• Work task:
Check every line below for the word "green" and show those that hold it.
START Supplied information
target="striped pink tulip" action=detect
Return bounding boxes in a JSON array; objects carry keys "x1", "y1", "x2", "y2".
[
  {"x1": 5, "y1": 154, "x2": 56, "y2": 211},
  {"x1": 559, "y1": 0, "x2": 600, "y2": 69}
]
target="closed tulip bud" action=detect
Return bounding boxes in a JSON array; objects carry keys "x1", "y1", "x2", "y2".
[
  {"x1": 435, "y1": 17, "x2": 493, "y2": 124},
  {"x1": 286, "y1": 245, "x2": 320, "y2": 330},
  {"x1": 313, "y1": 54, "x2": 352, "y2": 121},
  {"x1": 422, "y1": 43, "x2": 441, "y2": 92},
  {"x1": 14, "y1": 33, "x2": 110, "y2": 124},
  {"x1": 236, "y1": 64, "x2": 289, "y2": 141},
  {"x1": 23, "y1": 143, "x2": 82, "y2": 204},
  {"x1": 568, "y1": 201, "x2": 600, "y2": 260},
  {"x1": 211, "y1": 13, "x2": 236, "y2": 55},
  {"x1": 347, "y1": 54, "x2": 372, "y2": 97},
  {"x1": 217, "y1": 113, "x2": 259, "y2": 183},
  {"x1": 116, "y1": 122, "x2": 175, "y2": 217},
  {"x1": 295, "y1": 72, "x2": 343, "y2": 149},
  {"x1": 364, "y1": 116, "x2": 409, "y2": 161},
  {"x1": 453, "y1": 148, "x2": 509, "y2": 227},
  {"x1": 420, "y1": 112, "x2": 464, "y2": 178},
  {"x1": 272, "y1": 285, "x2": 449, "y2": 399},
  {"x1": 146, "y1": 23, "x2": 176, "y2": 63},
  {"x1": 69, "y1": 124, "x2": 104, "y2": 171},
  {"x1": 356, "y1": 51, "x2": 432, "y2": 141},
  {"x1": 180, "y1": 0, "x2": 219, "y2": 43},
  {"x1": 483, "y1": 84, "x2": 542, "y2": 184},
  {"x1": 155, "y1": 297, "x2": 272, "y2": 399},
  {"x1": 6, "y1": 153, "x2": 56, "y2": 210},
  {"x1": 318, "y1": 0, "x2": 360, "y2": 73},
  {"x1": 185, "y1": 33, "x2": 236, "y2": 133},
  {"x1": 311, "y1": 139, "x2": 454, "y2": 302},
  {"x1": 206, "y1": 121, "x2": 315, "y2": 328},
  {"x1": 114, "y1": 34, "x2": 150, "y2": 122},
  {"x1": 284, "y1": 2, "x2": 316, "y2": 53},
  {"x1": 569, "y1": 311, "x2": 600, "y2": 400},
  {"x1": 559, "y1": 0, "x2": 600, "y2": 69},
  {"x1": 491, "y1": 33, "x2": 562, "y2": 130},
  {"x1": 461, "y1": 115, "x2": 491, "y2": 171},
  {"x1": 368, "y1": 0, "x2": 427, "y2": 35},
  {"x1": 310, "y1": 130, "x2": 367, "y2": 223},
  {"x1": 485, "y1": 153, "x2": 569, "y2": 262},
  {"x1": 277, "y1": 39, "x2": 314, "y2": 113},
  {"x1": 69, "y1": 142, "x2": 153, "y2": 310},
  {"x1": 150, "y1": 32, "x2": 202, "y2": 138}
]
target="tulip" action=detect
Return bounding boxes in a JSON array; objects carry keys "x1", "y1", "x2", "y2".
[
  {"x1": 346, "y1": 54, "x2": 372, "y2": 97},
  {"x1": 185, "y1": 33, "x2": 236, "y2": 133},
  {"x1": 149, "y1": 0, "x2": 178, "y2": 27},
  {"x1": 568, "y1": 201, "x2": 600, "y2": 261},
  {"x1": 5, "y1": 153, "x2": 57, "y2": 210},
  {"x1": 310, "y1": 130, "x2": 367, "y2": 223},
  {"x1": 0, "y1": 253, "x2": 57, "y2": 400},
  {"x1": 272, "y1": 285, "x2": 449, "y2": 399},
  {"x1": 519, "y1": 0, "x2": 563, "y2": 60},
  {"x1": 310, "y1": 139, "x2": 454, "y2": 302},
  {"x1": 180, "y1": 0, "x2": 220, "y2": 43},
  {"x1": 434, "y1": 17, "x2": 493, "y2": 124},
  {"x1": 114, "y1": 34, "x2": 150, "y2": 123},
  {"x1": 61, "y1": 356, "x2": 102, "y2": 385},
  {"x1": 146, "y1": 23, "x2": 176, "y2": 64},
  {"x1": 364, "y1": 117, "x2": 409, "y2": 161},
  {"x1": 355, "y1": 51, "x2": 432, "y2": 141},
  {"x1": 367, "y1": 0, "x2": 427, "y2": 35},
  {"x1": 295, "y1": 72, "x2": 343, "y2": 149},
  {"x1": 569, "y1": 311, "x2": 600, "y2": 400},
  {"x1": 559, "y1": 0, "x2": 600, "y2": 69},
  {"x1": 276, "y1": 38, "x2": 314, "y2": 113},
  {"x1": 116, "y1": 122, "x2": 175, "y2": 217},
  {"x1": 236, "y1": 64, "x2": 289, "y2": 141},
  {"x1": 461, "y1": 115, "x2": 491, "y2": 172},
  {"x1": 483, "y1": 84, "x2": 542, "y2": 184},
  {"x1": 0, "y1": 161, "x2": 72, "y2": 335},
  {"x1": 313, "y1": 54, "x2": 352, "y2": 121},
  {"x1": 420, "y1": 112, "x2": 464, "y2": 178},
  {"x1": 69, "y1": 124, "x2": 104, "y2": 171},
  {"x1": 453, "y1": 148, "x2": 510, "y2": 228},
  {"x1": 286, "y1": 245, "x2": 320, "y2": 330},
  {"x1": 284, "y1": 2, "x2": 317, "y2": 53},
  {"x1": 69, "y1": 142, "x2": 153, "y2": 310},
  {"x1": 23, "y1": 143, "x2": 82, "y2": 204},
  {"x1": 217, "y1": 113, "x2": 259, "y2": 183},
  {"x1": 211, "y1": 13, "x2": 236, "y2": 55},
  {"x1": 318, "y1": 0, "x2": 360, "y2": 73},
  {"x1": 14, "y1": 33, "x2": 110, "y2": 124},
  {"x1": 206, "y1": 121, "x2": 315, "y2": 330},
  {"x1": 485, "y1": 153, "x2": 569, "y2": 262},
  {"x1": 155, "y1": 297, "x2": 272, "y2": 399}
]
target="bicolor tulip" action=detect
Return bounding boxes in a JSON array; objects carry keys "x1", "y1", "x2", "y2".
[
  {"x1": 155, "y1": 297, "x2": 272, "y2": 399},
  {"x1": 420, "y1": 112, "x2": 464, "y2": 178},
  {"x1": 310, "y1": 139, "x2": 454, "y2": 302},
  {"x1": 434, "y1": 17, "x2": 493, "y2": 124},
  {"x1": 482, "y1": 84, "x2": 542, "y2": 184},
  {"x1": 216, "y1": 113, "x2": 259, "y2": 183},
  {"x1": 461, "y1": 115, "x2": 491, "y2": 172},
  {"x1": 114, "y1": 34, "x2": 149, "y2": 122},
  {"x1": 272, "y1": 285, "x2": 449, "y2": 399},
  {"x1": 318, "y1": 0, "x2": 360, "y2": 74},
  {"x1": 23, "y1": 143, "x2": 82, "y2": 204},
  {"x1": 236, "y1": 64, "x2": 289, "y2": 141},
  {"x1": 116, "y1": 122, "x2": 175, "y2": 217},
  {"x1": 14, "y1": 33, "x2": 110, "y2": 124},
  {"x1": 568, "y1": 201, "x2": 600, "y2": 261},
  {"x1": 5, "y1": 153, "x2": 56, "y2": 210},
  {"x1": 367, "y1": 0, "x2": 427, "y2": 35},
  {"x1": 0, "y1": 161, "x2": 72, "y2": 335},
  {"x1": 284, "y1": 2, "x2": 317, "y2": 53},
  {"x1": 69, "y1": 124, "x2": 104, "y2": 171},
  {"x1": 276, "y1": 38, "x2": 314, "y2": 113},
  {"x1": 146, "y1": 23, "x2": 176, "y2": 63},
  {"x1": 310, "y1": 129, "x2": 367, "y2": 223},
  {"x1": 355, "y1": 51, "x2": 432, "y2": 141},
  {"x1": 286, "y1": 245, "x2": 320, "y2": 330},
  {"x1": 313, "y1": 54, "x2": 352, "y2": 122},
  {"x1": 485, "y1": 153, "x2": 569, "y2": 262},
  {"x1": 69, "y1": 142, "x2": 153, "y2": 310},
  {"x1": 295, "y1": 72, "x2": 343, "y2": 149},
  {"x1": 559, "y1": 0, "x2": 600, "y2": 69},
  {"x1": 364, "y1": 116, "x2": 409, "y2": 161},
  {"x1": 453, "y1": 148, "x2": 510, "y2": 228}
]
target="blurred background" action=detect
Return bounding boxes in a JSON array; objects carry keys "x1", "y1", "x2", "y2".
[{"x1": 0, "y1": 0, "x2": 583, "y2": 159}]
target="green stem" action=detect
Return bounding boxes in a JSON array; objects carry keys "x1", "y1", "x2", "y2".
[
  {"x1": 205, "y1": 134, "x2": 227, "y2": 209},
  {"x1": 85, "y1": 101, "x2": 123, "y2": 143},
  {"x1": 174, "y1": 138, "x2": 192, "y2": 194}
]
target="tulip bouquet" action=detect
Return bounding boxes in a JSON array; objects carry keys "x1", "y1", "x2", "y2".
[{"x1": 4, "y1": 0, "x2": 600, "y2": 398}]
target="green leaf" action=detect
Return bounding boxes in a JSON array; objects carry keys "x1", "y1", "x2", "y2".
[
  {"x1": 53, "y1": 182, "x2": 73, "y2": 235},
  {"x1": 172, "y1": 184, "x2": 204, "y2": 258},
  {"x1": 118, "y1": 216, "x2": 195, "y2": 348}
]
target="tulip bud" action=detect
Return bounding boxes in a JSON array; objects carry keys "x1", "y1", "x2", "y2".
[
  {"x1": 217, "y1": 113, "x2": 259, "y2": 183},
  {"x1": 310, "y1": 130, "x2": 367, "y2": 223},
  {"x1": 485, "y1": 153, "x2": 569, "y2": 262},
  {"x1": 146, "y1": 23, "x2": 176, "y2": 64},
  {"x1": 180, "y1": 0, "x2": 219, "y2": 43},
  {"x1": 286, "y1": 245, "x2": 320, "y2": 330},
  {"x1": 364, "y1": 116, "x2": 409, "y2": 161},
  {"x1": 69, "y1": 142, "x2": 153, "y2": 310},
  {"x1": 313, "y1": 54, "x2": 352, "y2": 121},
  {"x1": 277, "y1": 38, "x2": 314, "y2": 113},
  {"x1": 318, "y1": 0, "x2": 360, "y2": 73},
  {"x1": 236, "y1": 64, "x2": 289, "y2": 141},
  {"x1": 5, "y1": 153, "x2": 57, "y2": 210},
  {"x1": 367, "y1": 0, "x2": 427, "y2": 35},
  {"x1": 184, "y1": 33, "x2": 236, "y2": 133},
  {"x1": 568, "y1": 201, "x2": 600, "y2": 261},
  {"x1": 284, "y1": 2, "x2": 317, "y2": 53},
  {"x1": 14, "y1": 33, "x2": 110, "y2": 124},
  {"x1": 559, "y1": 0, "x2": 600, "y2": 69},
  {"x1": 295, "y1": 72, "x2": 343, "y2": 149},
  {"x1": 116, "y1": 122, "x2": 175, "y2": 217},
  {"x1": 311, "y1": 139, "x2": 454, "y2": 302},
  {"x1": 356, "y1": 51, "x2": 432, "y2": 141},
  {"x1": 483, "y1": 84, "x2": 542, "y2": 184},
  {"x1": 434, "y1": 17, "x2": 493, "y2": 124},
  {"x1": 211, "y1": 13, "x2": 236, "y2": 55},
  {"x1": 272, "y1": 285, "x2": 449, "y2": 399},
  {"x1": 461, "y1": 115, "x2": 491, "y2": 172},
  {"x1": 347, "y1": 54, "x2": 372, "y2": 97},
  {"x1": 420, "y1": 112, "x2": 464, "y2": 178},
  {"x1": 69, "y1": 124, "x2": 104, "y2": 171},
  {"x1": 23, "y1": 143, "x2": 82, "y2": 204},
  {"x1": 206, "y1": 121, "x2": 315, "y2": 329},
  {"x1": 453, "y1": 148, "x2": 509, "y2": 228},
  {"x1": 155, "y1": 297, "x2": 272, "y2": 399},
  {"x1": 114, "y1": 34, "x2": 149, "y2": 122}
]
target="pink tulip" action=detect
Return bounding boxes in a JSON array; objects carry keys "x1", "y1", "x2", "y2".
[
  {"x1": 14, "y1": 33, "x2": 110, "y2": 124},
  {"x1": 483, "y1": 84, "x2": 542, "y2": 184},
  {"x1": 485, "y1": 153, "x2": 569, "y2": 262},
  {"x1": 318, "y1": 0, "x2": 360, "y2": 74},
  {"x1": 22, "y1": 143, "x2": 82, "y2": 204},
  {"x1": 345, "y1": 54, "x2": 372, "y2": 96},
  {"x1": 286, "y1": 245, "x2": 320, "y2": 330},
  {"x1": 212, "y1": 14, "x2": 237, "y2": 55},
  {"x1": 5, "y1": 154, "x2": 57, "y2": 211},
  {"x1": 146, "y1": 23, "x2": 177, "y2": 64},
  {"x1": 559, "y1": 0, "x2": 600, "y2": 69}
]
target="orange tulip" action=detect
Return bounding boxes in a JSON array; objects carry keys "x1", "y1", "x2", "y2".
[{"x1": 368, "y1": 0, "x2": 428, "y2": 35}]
END Supplied information
• Answer area:
target="green stem" action=detect
target="green leaf" action=detect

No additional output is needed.